> [EXERCISE DATA]
========================================
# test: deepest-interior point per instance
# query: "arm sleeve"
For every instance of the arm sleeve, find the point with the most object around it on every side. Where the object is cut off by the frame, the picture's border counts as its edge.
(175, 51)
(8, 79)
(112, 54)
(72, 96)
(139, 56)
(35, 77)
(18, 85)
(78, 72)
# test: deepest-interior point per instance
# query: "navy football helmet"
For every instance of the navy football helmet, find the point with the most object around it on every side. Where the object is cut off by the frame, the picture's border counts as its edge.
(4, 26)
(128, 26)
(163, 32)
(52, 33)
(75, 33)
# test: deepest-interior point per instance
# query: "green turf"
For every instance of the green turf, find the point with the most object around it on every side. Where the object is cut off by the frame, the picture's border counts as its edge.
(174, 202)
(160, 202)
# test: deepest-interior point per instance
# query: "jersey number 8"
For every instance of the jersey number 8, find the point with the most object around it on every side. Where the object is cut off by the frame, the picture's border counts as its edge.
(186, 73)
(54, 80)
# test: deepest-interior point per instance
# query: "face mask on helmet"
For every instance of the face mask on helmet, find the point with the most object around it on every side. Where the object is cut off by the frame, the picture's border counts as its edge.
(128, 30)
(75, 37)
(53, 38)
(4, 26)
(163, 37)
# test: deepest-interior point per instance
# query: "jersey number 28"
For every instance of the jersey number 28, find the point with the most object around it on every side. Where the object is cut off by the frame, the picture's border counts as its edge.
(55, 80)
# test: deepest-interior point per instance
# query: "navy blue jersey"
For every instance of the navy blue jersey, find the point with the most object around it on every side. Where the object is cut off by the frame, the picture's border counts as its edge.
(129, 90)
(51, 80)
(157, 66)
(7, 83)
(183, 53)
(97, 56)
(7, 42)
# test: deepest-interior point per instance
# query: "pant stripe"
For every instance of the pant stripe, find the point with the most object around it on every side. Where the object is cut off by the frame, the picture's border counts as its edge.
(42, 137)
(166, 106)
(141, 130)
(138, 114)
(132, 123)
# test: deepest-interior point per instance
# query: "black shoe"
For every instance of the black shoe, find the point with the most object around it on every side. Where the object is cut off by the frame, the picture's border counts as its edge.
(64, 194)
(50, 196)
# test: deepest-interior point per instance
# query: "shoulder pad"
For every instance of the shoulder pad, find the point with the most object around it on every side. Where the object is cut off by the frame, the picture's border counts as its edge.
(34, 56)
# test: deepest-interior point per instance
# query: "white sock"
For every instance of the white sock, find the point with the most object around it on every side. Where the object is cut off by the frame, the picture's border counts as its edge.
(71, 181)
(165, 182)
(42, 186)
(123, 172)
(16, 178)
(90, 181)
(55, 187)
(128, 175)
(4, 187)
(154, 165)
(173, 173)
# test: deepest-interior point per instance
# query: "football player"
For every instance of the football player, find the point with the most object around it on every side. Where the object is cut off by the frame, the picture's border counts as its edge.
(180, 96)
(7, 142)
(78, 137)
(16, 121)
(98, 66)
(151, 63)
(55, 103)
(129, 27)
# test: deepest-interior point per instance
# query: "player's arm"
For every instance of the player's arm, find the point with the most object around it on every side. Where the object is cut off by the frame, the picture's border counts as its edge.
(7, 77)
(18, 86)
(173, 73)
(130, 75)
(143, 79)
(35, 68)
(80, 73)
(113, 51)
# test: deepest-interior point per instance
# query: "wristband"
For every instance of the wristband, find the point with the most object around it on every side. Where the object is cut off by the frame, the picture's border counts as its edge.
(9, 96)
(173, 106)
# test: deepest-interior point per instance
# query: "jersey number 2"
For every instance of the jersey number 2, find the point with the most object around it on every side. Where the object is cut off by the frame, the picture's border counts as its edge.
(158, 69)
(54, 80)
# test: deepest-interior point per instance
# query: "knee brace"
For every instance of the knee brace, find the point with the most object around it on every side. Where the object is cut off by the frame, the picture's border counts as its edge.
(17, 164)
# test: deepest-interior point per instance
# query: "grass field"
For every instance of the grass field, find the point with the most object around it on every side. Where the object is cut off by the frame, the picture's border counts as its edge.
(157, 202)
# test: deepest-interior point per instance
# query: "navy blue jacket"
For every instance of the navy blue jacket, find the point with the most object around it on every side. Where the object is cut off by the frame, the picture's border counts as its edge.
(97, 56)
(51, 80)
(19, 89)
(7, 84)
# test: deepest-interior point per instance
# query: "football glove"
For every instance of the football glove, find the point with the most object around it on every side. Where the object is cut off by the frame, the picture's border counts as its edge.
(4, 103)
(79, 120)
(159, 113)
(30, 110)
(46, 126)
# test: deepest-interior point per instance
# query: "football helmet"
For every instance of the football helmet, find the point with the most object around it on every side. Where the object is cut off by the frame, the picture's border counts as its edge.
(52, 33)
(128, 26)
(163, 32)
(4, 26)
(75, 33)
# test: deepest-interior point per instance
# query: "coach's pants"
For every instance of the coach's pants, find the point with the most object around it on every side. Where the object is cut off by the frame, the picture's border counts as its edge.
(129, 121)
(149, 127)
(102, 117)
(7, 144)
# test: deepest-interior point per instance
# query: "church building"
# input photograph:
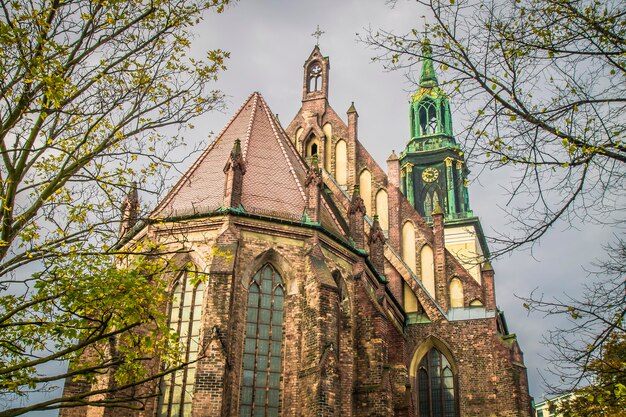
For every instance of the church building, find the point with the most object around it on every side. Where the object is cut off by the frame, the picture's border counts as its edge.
(331, 286)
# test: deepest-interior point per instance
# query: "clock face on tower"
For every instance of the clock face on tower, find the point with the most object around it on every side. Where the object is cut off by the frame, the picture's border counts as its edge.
(430, 174)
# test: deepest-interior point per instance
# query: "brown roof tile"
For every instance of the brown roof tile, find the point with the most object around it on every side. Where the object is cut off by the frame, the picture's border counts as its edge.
(275, 172)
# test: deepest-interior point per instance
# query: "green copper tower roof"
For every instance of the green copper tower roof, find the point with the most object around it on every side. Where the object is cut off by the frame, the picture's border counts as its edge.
(428, 79)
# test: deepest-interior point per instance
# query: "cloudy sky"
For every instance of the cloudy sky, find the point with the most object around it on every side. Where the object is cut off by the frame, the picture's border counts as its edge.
(269, 40)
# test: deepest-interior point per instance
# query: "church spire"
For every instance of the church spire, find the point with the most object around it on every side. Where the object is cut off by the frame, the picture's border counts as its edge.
(428, 78)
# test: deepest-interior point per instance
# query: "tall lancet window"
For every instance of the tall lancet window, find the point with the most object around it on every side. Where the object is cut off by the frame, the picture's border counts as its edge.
(185, 318)
(314, 77)
(435, 386)
(260, 384)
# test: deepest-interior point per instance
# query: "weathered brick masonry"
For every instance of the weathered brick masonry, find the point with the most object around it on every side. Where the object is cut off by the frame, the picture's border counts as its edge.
(312, 305)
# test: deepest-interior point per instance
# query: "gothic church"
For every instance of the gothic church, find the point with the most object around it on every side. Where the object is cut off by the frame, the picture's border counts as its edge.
(333, 287)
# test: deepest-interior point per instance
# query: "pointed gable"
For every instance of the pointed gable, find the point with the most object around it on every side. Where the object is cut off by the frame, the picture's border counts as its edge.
(273, 183)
========================================
> [TASK ITEM] When you reproduce the entries above, keep every word exactly and leave out each picture.

> [THE ANSWER]
# test: deepest-interior point per instance
# query: "arm sleeve"
For every instance of the arm sleeve, find the point with the most object around it on every side. Where the object is cut off by the frame, the picture's border counts as its edge.
(175, 51)
(8, 79)
(112, 54)
(72, 96)
(139, 56)
(35, 77)
(18, 85)
(78, 72)
# test: deepest-interior point per instance
# query: "navy football helmet"
For every instance of the navy football helmet, find the point with the most object around it on every side. Where the object is cut off by the frame, the picture's border counts as its edge.
(4, 26)
(128, 26)
(163, 32)
(52, 33)
(75, 33)
# test: deepest-interior point per instance
# query: "green turf"
For every instance of the green turf, find the point with the most object around it on every side. Where the object is cut off by the frame, the picture's border counts as its edge.
(174, 202)
(160, 202)
# test: deepest-interior point per instance
# query: "jersey number 8"
For every instance of the jersey number 8, find the point with the most object around it on every side. Where the object is cut off by the frame, the picture's border counts as its edge.
(186, 73)
(54, 80)
# test: deepest-interior point per instance
# query: "face mask on helmet"
For every instance of the face mask on helmet, find the point with the most object around it on every side. Where the object is cut off by the frame, the picture's border counts as its edge.
(128, 30)
(75, 37)
(53, 38)
(4, 26)
(163, 37)
# test: deepest-interior point per instance
# query: "jersey number 28"
For every instance of the jersey number 28, find the point with the most object around it on every side. Where the object is cut off by the frame, the picture's border counts as its edge.
(55, 80)
# test: deepest-interior point per instance
# query: "navy blue jersey"
For every instance of the navy blue jersey, find the point with the most object around it on every side. Where the object is cut off by the frame, the picture's border counts as its edge.
(129, 90)
(51, 80)
(157, 66)
(7, 83)
(183, 53)
(97, 56)
(7, 42)
# test: deepest-interior point per instance
# query: "pant stripe"
For every instance of the pant stripe, find the point with the most object around it on every side. Where the object is cut off by the frame, the picture's border counts as its edge.
(42, 137)
(166, 106)
(141, 130)
(138, 114)
(132, 123)
# test: deepest-interior point per instance
# query: "black shoe"
For every instance of the black shoe, find the point with the most object around it on every side. Where the object is cut off by the frame, the picture's border counts as its edge.
(64, 194)
(50, 196)
# test: deepest-interior point per instance
# query: "shoulder pad"
For every instance of the shoulder pad, find the point with the most object around it on every side. Where the object is cut off by the frame, the picture's border counts as its edge.
(34, 56)
# test: deepest-interior point per instance
# query: "white sock"
For every instance of the white sock, find the point with the most object around it on every side. Where the object is cut off by the frame, the picture's border counts as its edge.
(71, 181)
(165, 182)
(42, 186)
(123, 172)
(16, 178)
(90, 181)
(55, 187)
(128, 175)
(4, 187)
(154, 165)
(173, 173)
# test: deepest-interior point per instance
# query: "football player"
For every instance of the football player, find the point with the most object around it on every side. Where the object is cut off by the frame, the picture's border counts as its edge.
(180, 96)
(7, 142)
(78, 137)
(16, 121)
(98, 66)
(151, 63)
(55, 103)
(129, 27)
# test: deepest-interior point per instance
# query: "player's arm"
For every instance of the player's arm, find the point with the most object around it on every side. Where the object is cut off by the frame, the picture's border counts as its edge.
(7, 77)
(18, 86)
(173, 73)
(130, 75)
(143, 79)
(35, 68)
(80, 73)
(113, 51)
# test: deepest-interior point per instance
# query: "wristband"
For every instance of the wristband, find the point with the most object around it on every side. Where the object is cut off by the frame, the picture's border counts as its edge.
(9, 96)
(173, 106)
# test: deepest-interior point per instance
# query: "jersey number 2"
For every instance of the jersey number 2, find the point with the most object around it on every side. Where the object is cut off by the frame, the picture's border counts as its edge.
(158, 69)
(54, 80)
# test: deepest-interior point per instance
# query: "knee brace"
For every instance of the knee brace, find the point with the most object around it on every side. Where the object is cut off by the frame, the picture's border counts as its edge.
(17, 164)
# test: deepest-interior point per instance
# query: "grass field"
For every instance of the grass field, find the point with the most object around it on every side. Where the object is cut off by the frame, the picture's border counts as its edge.
(157, 202)
# test: deepest-interior point per instance
# query: "navy blue jacket"
For every instance of the navy blue jacket, find the point with the most object around it on every side. Where the object is cut off by the frame, the picture's border counts as its edge.
(97, 56)
(51, 80)
(19, 89)
(7, 84)
# test: deepest-interior point per instance
# query: "football glove"
For every instance of the football glove, find the point with the most object around it on every side. Where the object is cut off by the frame, the picture's border counts as its edge.
(4, 103)
(79, 120)
(159, 113)
(30, 110)
(46, 126)
# test: deepest-interior point per instance
# query: "football helmet"
For every instance of the football helmet, find the point with the most object around it on every side. Where the object is cut off by the frame, the picture's border counts as its edge.
(52, 33)
(128, 26)
(163, 32)
(4, 26)
(75, 33)
# test: deepest-interior point per instance
# query: "coach's pants"
For every instance of the coach's pants, find the point with the most object around it on every side. Where the object is cut off by the frame, the picture's border counts as its edge.
(129, 121)
(149, 127)
(102, 117)
(7, 144)
# test: deepest-interior point per instance
# query: "church building"
# input photograph:
For every instance of the church building, find the point with the most object around it on every side. Where the object is cut off by the frame, the picture's border counts as its edge.
(331, 286)
# test: deepest-interior point per instance
# query: "clock face on tower"
For every instance of the clock face on tower, find the point with the most object around it on every side. Where the object is cut off by the frame, the picture's border counts as its edge.
(430, 174)
# test: deepest-interior point per instance
# query: "brown roof tile"
For every instance of the brown roof tile, find the point with the most object around it on every side. Where the object is cut off by the frame, the picture's border counts as its edge.
(275, 172)
# test: deepest-interior point per instance
# query: "green copper tower roof"
For every instance of the green copper tower roof, find the point with the most object around it on every side. Where the object is cut off by the frame, the picture's border counts as its edge.
(428, 79)
# test: deepest-interior point per instance
# query: "cloudy sky"
For every instance of the cloudy sky, find the point with the most object around it on every side. Where the object is cut off by the frame, the picture's border counts as its edge.
(269, 40)
# test: deepest-interior point per instance
# query: "church spire"
For every instance of the church spire, find the point with the most object around it on every side. Where the object is cut off by the frame, the picture's border counts as its edge.
(428, 78)
# test: deepest-interior point per instance
# query: "tall lancet window"
For every instance of the tall lancet window, find the point with the most object around it on every side. Where the object is cut off by the frame, the picture's border counts as its edge.
(185, 318)
(314, 77)
(435, 386)
(260, 384)
# test: deepest-interior point per instance
# query: "weathered brick masonry"
For every instance of the weathered brick masonry, find the point with the most object around it on every side. Where the object is cut off by the frame, the picture's border counts as its edge.
(312, 305)
# test: deepest-interior point per instance
# query: "gothic church"
For every instance of the gothic church, find the point with the most object around it on every side. Where the object is cut off by the frame, the picture's border counts as its edge.
(333, 287)
# test: deepest-interior point per instance
# query: "pointed gable"
For every instance of the pointed gable, find the point with the most object around it on every side. Where the object is cut off by the frame, the picture's border counts as its edge.
(273, 183)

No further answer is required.